> **Task item**
Search the records for "plate". Report every line where it occurs.

[[ Supplied data open ]]

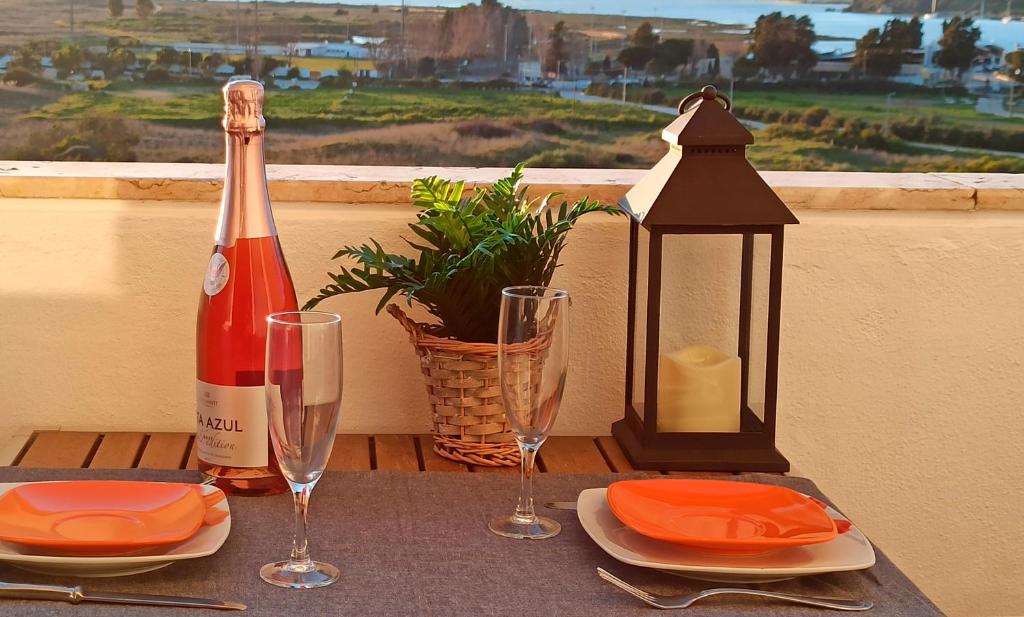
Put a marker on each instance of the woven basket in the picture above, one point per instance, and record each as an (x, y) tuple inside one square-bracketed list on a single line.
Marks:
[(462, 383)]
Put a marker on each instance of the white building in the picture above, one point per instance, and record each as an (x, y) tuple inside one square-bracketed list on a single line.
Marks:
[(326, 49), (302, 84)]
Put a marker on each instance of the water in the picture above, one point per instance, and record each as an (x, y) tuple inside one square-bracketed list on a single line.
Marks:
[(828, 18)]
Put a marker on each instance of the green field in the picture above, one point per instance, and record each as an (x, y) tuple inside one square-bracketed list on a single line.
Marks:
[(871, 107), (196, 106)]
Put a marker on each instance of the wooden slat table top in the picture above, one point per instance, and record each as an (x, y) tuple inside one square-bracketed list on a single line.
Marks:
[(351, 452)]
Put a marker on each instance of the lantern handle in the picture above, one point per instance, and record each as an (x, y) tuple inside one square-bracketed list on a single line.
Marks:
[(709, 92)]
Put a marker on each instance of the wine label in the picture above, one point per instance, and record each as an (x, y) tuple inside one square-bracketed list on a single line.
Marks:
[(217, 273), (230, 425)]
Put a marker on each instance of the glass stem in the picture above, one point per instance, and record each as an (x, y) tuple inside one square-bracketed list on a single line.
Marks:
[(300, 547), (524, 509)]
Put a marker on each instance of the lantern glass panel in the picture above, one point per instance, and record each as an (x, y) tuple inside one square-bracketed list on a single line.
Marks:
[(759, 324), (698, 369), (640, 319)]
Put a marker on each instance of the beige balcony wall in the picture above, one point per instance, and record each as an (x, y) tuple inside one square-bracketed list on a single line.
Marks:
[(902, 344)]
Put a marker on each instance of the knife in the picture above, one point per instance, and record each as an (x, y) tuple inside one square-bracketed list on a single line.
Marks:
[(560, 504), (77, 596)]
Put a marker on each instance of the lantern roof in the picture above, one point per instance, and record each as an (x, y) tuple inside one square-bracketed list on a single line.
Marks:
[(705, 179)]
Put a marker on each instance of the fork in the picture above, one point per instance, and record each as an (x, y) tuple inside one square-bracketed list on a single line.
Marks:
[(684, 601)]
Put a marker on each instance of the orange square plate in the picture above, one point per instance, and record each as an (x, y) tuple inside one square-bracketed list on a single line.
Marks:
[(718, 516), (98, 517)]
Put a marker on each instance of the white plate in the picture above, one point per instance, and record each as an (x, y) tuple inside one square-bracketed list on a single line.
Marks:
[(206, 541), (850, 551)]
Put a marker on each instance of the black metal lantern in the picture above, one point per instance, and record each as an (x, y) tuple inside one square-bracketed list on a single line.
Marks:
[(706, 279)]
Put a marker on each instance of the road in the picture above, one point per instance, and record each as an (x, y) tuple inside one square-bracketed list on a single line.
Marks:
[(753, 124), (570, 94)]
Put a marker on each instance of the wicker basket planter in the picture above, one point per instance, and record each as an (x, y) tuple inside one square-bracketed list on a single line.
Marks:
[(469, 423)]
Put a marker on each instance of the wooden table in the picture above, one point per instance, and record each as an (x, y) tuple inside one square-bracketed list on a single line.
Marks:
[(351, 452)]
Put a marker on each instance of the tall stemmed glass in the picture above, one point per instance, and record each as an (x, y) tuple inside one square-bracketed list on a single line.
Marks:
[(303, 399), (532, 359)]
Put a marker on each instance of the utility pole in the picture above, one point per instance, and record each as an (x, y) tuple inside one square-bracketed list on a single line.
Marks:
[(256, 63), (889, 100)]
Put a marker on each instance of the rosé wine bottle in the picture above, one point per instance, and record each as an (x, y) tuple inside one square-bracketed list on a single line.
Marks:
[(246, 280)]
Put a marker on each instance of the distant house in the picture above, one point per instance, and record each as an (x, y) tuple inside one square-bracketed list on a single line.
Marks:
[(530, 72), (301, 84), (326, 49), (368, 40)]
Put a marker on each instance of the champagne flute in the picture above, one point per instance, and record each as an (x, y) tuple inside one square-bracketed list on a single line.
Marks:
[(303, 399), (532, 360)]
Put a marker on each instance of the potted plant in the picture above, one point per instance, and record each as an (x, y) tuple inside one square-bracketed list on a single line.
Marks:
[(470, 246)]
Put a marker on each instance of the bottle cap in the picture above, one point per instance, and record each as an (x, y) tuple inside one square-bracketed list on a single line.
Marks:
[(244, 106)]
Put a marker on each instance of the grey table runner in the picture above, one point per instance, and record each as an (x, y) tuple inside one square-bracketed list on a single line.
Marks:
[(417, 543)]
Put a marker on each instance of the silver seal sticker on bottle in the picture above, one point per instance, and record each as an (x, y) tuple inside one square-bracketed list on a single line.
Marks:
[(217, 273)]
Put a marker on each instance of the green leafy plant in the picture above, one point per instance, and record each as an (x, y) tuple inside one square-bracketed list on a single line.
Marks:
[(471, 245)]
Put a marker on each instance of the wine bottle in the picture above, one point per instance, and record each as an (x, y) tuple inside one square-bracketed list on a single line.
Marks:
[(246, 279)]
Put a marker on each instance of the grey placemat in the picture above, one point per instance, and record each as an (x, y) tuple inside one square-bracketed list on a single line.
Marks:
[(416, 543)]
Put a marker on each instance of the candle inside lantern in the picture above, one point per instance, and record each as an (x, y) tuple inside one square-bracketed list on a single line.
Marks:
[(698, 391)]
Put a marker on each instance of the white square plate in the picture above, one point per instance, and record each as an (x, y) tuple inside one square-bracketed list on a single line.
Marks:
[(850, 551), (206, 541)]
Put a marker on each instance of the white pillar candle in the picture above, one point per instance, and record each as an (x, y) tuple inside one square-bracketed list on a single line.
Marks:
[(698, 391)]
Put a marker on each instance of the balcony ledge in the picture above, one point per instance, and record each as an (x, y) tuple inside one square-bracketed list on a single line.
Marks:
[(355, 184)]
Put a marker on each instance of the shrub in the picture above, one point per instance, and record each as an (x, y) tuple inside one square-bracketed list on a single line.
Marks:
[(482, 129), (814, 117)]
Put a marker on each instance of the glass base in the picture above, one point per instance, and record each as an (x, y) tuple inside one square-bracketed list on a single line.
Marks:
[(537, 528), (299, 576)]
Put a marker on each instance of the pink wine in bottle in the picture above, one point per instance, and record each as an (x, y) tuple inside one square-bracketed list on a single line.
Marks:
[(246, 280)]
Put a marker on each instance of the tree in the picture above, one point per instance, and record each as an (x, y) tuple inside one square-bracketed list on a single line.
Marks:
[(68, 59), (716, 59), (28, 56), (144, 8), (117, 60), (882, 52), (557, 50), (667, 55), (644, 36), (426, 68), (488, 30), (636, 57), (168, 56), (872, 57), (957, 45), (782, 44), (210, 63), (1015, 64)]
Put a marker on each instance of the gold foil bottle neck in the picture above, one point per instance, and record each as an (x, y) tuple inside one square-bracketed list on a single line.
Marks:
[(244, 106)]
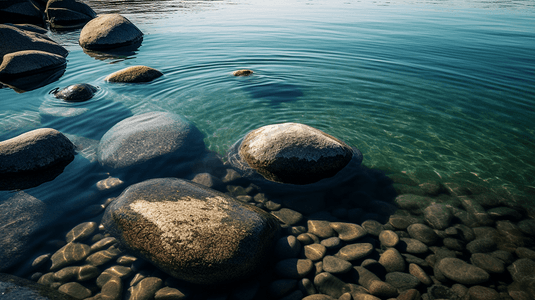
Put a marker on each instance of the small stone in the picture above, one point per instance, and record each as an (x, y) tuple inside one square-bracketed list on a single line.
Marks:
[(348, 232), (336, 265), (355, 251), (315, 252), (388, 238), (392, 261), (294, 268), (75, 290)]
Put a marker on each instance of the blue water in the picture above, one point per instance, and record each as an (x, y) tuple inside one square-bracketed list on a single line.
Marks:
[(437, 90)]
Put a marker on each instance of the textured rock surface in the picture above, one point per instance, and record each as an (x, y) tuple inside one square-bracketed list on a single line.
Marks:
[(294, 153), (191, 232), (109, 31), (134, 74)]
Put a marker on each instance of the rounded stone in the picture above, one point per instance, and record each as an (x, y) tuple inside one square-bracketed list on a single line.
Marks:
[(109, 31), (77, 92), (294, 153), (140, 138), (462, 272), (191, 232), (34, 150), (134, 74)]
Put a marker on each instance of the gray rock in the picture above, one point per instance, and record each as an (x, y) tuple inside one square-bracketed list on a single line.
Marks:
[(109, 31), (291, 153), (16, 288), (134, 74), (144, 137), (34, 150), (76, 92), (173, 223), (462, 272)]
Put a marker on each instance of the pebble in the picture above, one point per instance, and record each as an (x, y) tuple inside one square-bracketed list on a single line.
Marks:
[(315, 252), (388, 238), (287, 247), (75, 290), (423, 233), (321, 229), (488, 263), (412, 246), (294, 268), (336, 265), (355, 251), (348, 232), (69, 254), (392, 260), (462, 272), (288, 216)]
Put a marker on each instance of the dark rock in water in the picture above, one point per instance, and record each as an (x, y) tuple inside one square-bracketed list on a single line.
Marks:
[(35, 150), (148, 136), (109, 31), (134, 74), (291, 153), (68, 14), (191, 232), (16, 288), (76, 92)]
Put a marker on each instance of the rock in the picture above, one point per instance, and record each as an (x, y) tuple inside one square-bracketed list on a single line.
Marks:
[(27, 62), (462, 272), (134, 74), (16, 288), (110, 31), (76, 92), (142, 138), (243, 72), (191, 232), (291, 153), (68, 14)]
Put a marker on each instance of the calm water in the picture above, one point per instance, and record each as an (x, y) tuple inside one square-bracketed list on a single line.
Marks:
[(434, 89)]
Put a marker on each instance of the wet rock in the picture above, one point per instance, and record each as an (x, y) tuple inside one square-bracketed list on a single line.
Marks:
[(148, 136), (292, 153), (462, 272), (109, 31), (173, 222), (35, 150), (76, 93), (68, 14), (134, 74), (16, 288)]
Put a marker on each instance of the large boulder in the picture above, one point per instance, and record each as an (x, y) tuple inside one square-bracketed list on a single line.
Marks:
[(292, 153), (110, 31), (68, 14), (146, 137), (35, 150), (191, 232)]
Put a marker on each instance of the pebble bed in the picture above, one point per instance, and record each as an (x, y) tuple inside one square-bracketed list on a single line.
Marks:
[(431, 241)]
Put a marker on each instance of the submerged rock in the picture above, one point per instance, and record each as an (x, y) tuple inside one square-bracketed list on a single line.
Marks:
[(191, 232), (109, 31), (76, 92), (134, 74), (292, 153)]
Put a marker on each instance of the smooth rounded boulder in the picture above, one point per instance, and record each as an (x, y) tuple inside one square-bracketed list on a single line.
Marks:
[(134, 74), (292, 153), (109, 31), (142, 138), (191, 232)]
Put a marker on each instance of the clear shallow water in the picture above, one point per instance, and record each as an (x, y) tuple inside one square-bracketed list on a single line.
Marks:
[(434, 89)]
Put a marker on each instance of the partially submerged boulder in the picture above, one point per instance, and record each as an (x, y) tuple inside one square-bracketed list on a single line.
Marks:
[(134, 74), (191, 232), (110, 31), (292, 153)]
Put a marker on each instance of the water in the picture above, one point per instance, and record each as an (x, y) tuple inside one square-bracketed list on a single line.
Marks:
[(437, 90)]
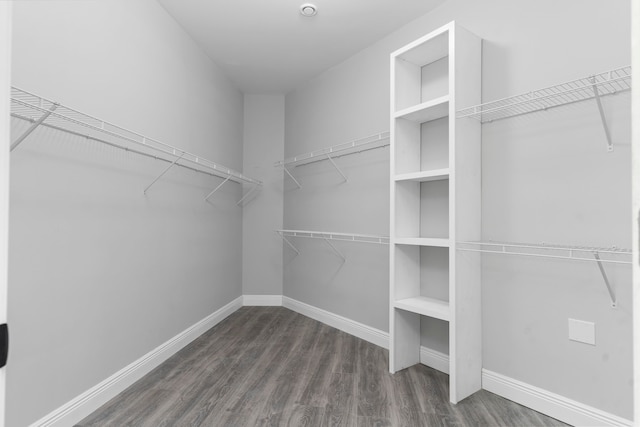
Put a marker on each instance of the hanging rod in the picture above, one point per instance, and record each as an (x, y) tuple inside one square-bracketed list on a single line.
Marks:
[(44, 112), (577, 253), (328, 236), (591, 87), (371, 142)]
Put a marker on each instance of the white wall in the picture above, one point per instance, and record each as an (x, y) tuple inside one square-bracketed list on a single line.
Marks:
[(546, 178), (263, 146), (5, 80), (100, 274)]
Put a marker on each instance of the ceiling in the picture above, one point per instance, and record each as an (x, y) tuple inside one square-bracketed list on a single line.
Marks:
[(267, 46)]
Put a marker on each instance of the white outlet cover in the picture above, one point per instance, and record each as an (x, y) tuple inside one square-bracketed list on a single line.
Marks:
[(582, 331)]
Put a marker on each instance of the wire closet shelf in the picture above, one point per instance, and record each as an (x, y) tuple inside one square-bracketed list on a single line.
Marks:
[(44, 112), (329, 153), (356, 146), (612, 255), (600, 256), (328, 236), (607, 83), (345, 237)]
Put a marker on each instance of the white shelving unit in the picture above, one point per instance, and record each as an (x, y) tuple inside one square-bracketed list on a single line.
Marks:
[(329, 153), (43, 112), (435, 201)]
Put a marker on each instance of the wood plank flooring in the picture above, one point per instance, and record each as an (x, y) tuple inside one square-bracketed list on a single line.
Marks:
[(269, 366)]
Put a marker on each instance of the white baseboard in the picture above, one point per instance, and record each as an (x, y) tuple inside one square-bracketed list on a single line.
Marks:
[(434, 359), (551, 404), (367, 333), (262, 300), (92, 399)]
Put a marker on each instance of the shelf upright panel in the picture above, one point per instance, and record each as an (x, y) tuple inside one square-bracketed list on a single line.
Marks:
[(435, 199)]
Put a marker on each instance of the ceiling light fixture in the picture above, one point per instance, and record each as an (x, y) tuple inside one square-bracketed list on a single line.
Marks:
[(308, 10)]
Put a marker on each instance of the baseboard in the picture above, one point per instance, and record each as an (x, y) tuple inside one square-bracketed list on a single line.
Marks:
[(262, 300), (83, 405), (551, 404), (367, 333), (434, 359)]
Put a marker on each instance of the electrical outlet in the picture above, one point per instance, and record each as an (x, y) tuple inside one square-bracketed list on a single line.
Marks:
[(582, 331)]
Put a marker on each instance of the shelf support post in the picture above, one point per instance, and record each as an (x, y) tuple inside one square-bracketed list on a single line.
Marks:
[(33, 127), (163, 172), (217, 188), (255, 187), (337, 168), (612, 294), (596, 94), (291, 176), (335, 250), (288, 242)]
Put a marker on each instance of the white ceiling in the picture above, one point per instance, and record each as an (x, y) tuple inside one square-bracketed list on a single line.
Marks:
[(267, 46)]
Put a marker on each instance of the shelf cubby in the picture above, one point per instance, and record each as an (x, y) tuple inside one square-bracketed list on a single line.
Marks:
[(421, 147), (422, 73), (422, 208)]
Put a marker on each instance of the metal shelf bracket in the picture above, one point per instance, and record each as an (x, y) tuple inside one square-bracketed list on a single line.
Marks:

[[ Supplied data closed ]]

> **Written response**
Put a marker on each instance of the orange square plate in the picture above, one point per instance, and record each as an (x, y) tuple inside one square-bracketed list on a single line.
Put a marker on each instance of the white plate in the picture above, one point per instance, and record each as an (x, y) tuple inside one square-bracketed list on a single line.
Put a marker on each instance of the white square plate in the picture above, one point per instance, and record each as an (x, y) tuple inside one square-bracketed list on a single line.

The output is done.